— Bereitgestellter Auszug —
——
# Überträgt HDMI 1.4 120Hz auf TFT Monitore



## sbkenzo (20. August 2011)

*Überträgt HDMI 1.4 120Hz auf TFT Monitore*

gelöscht


----------



## OctoCore (23. August 2011)

*AW: Überträgt HDMI 1.4 120Hz auf TFT Monitore*

120 Hz mit HDMI? Würde ich mich nicht drauf verlassen. In welcher Auflösung?
Wirf mal einen Blick in die Wikipedia
Die Sache scheint nicht so unkritisch zu sein. Da würde ich lieber bei DVI bleiben.
HDMI macht 3D-TV möglich - aber das läuft nicht mit 120 Hz, wie die Sache mit den Shutterbrillen am 120 Hz-Monitor. Ist ein anderes Verfahren.
Nachtrag: HDMI ist von der Bandbreite ja beschränkt, weil single Link.
Schau mal >hier<.
Natürlich können die Grafikkarten in der Regel Dual Link (auch onboard), nur eben nicht bei HDMI-Anschluß.
120 Hz mit Full-HD wirst du wohl nur mit dem DVI-Anschluss hinbekommen, wenn ich nicht ganz falsch liege.


----------



## Herbboy (23. August 2011)

*AW: Überträgt HDMI 1.4 120Hz auf TFT Monitore*

Die Grundfrage wäre eher: was genau ist denn Deine "Sorge" ? Ist Dein Notebook stark genug für locker mehr als 60-80FPS, und Du willst die FPS dann halt auf dem TFT auch nutzen, oder hast Du nur Sorge, dass das Bild mit 60Hz in irgendeiner Form schlechter ist?


----------



## OctoCore (23. August 2011)

*AW: Überträgt HDMI 1.4 120Hz auf TFT Monitore*

Das Bild soll mit 120 Hz besser sein. Wurde zumindest in der PCGH und anderswo geschrieben. Unabhängig davon, ob der angeschlossene Rechner bzw. die Grafikkarte 200 oder 20 FPS liefern kann.
Aber ich habe das so verstanden, weil er auf HDMI 1.4 herumreitet: HDMI 1.4 kann 3D. 3D bzw. Stereoskopie am PC braucht einen 120 Hz-Monitor. Also kann HDMI 1.4 einen Monitor mit 120 Hz ansteuern.
Klar kann HDMI einen Monitor mit 120 Hz ansteuern. Aber durch die beschränkte Bandbreite nur bei kleinen Auflösungen.
Die Grenze liegt bei 1600x1200 oder 1920x1200 - so aus dem Kopf fällts mir grade nicht so genau ein - bei 60 Hz.
Für 120 Hz in hoher Auflösung braucht man Dual-Link-DVI.


----------
——
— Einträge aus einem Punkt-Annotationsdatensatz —
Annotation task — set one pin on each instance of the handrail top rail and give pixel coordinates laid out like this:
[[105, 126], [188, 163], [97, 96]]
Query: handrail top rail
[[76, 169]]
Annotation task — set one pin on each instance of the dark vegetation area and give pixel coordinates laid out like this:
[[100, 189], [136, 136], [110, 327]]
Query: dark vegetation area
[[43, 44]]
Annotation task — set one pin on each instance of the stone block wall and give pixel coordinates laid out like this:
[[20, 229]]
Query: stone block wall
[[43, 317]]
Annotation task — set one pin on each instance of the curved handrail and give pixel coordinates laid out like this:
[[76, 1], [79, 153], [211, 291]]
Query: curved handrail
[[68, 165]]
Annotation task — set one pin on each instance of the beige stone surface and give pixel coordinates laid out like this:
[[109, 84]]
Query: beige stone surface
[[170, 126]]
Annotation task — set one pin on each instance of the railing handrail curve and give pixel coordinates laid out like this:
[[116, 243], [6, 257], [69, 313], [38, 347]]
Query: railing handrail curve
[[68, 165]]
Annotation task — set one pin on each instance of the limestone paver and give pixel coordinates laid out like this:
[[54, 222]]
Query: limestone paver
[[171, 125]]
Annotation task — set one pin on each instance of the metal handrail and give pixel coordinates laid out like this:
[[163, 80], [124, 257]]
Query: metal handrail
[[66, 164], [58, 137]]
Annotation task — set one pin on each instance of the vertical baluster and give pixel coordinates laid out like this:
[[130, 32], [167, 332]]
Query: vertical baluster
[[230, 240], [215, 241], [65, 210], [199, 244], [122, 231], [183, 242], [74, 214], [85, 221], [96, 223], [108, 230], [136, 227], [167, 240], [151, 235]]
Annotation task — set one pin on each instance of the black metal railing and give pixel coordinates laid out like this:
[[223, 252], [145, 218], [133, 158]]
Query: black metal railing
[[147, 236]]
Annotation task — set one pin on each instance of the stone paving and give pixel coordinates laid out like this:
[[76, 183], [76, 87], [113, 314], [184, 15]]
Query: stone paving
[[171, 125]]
——
— Aufgabenstellung —
A - Schreibe aus dem Forenthread zu HDMI 1.4 und 120 Hz den Abschnitt ab, der mit "Schau mal >hier<." beginnt und bis einschließlich "Herbboy (23. August 2011)" reicht.
B - Gib die Datensätze Wort für Wort wieder, angefangen mit ihrer ersten Zeile und weiter bis einschließlich der Zeile mit "[[76, 169]]".

— Endergebnisse —
A -
Schau mal >hier<.
Natürlich können die Grafikkarten in der Regel Dual Link (auch onboard), nur eben nicht bei HDMI-Anschluß.
120 Hz mit Full-HD wirst du wohl nur mit dem DVI-Anschluss hinbekommen, wenn ich nicht ganz falsch liege.


----------



## Herbboy (23. August 2011)

B -
Annotation task — set one pin on each instance of the handrail top rail and give pixel coordinates laid out like this:
[[105, 126], [188, 163], [97, 96]]
Query: handrail top rail
[[76, 169]]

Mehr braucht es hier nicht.